From the records below, copy out each line that has the word "road".

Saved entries
◇ ◇ ◇ ◇

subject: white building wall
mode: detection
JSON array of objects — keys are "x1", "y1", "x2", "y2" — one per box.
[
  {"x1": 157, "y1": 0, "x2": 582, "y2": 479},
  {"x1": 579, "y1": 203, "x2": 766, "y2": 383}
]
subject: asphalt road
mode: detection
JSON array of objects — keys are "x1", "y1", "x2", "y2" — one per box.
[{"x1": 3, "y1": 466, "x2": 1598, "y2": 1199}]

◇ ◇ ◇ ◇

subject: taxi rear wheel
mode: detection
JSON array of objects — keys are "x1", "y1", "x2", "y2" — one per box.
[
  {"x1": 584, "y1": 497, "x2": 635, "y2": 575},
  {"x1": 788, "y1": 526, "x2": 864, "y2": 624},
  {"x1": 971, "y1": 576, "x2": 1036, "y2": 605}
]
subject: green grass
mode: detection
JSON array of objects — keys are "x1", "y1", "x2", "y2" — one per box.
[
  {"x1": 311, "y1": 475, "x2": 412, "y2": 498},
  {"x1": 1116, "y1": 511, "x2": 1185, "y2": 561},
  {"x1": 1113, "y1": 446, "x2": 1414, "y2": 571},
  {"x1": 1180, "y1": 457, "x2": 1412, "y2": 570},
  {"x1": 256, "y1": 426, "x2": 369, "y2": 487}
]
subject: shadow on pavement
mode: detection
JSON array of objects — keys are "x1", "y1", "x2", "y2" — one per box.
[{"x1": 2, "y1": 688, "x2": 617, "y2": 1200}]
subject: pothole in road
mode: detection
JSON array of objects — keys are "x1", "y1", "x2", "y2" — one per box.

◇ ◇ ◇ ◇

WRITTEN RESPONSE:
subject: asphalt road
subject: pothole in road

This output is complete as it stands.